**** Dataset ****

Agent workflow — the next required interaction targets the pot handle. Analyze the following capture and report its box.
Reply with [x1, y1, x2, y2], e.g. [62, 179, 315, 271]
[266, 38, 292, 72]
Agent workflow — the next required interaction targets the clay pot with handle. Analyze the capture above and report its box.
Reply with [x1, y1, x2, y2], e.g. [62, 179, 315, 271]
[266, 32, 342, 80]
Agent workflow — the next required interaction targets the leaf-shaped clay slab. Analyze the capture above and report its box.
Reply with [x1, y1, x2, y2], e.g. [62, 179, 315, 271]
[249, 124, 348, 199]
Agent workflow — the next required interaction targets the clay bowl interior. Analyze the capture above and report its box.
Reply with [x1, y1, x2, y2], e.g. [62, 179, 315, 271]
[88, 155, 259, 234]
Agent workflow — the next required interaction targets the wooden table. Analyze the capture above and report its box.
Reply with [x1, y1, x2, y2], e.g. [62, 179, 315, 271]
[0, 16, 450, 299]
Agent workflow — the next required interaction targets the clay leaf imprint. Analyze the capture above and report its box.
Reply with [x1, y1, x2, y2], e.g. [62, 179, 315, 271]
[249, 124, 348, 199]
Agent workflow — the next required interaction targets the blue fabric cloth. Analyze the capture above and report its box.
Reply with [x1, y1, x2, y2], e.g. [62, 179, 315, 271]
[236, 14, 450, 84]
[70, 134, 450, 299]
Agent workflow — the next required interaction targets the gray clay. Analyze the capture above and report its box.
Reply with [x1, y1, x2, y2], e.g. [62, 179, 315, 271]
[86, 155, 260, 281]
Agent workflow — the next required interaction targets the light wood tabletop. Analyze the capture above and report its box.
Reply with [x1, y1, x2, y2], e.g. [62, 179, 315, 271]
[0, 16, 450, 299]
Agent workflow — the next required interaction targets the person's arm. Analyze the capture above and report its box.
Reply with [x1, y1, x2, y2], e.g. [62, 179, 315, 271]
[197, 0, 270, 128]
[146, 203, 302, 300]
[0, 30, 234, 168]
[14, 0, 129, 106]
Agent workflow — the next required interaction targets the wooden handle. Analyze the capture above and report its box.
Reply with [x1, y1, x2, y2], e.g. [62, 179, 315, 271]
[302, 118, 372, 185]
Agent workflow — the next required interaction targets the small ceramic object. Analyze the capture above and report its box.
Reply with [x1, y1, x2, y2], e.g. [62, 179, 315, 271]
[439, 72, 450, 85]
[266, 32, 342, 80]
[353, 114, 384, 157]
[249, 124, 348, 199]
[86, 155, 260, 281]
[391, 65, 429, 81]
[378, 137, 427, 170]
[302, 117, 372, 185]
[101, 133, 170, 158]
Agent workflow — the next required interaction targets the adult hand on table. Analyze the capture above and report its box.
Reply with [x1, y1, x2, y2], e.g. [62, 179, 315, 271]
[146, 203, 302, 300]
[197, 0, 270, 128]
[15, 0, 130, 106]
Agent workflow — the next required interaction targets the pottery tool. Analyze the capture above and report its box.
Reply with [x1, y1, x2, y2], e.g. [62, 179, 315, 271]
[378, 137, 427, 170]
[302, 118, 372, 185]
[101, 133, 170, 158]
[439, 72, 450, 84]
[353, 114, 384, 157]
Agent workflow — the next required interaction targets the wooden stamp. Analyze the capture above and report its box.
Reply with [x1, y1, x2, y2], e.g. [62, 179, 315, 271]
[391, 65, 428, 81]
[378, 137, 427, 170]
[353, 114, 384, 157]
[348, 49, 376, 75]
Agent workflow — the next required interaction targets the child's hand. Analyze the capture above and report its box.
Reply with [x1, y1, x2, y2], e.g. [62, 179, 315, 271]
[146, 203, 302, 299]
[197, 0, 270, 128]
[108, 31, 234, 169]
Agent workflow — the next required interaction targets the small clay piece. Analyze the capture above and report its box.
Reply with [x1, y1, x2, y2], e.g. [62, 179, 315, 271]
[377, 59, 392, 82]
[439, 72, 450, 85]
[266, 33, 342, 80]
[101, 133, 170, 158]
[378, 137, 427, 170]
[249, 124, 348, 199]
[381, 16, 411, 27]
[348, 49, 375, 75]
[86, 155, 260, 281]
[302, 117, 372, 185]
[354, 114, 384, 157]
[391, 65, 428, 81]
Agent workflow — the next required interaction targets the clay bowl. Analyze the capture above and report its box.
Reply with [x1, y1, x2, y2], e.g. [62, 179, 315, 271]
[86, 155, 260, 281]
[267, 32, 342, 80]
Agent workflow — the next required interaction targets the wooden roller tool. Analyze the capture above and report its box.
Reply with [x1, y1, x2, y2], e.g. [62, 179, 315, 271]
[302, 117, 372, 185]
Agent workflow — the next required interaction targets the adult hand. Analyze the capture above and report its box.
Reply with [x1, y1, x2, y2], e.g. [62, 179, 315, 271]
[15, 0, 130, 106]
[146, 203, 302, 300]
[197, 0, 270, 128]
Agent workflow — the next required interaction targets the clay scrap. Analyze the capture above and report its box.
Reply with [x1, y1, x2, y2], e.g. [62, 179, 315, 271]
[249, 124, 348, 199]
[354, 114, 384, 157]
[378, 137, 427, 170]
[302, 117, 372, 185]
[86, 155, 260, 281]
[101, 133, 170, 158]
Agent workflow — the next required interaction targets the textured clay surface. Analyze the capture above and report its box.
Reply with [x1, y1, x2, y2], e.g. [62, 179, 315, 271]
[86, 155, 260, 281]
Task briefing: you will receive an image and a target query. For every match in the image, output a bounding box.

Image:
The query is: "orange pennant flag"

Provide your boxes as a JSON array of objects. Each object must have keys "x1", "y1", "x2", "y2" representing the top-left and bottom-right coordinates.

****
**** Dataset ****

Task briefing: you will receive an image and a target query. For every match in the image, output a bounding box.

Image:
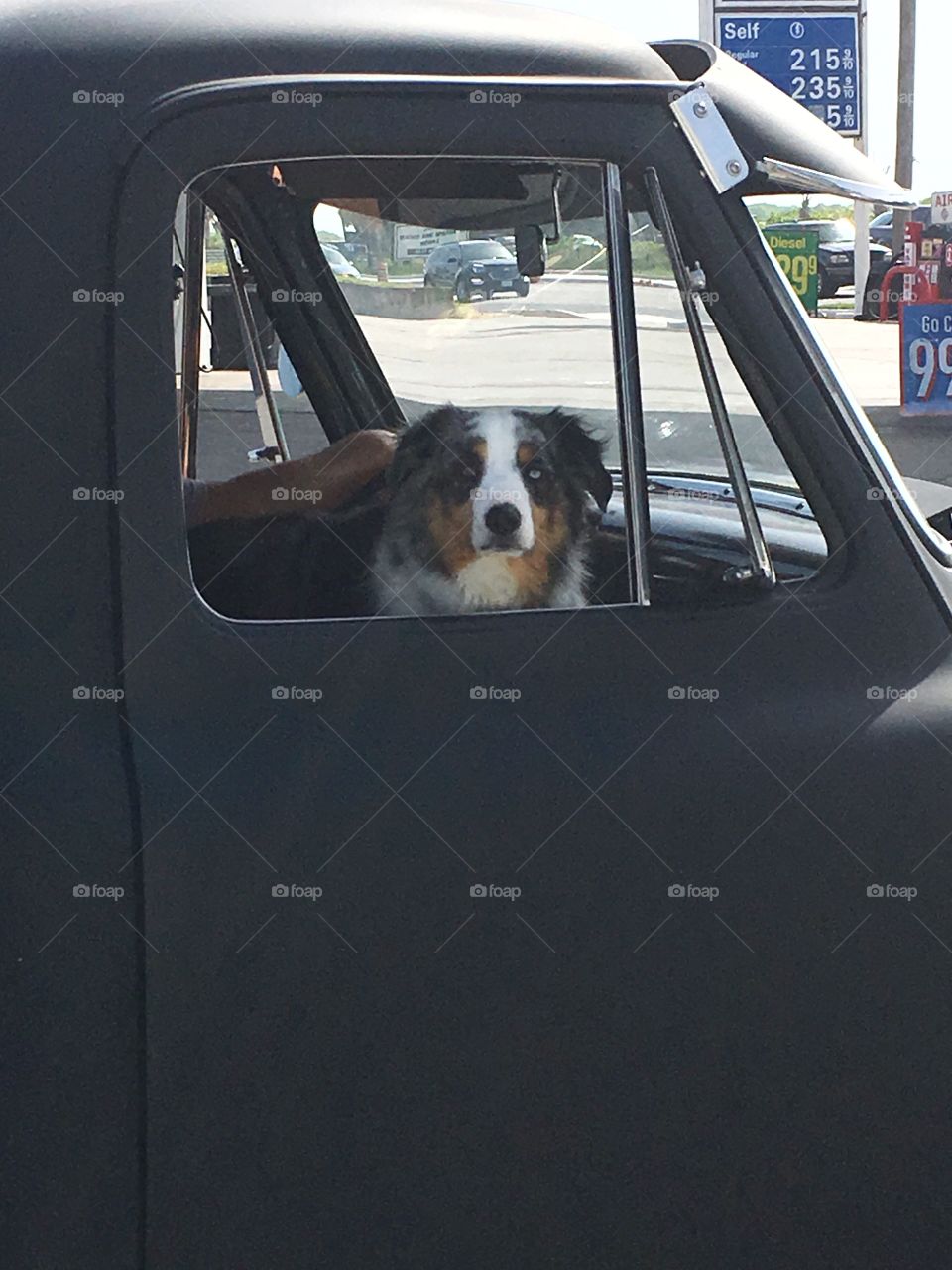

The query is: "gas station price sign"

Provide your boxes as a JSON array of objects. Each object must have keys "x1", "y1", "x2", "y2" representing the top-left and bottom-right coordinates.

****

The task: Rewrite only the records from the line containing "capture and report its box." through the line containing "[266, 38, 292, 72]", with "pot handle" changed to "teapot handle" and everything else left as it is.

The output:
Agent workflow — the next required interaction targets the teapot handle. Analyze the following capture and report its box.
Reply with [x1, y1, x2, y2], e.g. [62, 179, 315, 271]
[266, 38, 292, 72]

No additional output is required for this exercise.